→ **What is being asked**
Count the lines in the entries below that contain the word "soccer". Reply with the number alone.

→ **Provided data**
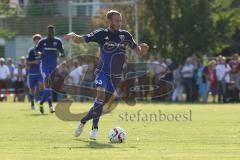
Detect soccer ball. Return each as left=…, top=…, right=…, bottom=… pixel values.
left=109, top=127, right=126, bottom=143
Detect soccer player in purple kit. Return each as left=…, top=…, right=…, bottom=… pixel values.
left=27, top=34, right=44, bottom=110
left=36, top=25, right=64, bottom=114
left=64, top=10, right=149, bottom=139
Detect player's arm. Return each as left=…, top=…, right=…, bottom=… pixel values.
left=26, top=50, right=39, bottom=65
left=64, top=32, right=85, bottom=44
left=64, top=28, right=104, bottom=44
left=57, top=40, right=65, bottom=57
left=134, top=43, right=149, bottom=57
left=128, top=33, right=149, bottom=57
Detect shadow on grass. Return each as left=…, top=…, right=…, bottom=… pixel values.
left=24, top=113, right=49, bottom=117
left=53, top=139, right=136, bottom=150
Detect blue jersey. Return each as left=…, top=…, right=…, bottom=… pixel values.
left=36, top=37, right=64, bottom=67
left=27, top=47, right=41, bottom=75
left=83, top=28, right=137, bottom=75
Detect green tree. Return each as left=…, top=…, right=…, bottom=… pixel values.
left=140, top=0, right=240, bottom=60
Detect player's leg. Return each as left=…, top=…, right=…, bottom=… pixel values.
left=40, top=66, right=55, bottom=113
left=75, top=87, right=105, bottom=137
left=27, top=75, right=37, bottom=110
left=37, top=75, right=45, bottom=103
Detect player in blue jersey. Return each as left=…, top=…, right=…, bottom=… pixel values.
left=27, top=34, right=44, bottom=110
left=64, top=10, right=149, bottom=139
left=36, top=25, right=64, bottom=114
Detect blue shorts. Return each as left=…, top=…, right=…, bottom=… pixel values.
left=40, top=64, right=56, bottom=80
left=27, top=74, right=43, bottom=88
left=95, top=72, right=121, bottom=93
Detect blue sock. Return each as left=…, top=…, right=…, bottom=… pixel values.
left=92, top=117, right=100, bottom=129
left=38, top=90, right=43, bottom=101
left=47, top=88, right=52, bottom=107
left=29, top=94, right=34, bottom=106
left=81, top=100, right=103, bottom=124
left=40, top=88, right=51, bottom=105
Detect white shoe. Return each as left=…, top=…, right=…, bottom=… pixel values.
left=90, top=129, right=98, bottom=140
left=74, top=122, right=84, bottom=137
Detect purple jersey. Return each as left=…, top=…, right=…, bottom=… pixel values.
left=83, top=28, right=137, bottom=75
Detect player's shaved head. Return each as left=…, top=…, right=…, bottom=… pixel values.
left=106, top=10, right=122, bottom=31
left=47, top=25, right=55, bottom=39
left=106, top=10, right=121, bottom=20
left=32, top=34, right=42, bottom=41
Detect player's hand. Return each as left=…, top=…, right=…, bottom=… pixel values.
left=63, top=32, right=76, bottom=41
left=139, top=43, right=149, bottom=57
left=59, top=53, right=65, bottom=58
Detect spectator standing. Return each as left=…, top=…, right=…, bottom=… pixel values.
left=182, top=57, right=194, bottom=102
left=216, top=56, right=231, bottom=103
left=0, top=58, right=10, bottom=101
left=208, top=60, right=217, bottom=103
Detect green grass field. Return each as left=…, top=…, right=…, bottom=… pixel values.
left=0, top=103, right=240, bottom=160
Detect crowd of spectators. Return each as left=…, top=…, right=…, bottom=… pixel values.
left=0, top=53, right=240, bottom=103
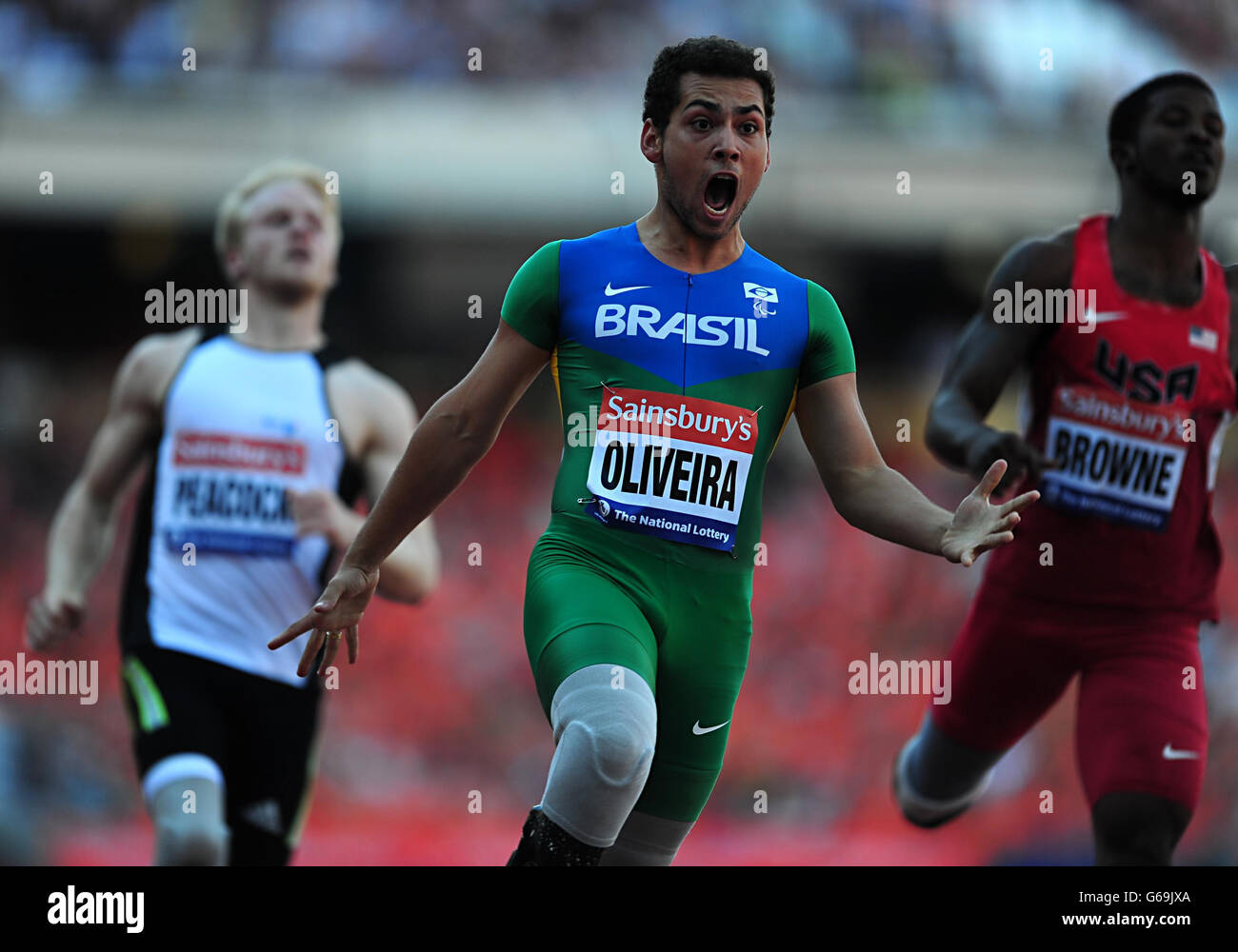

→ **Expected answer**
2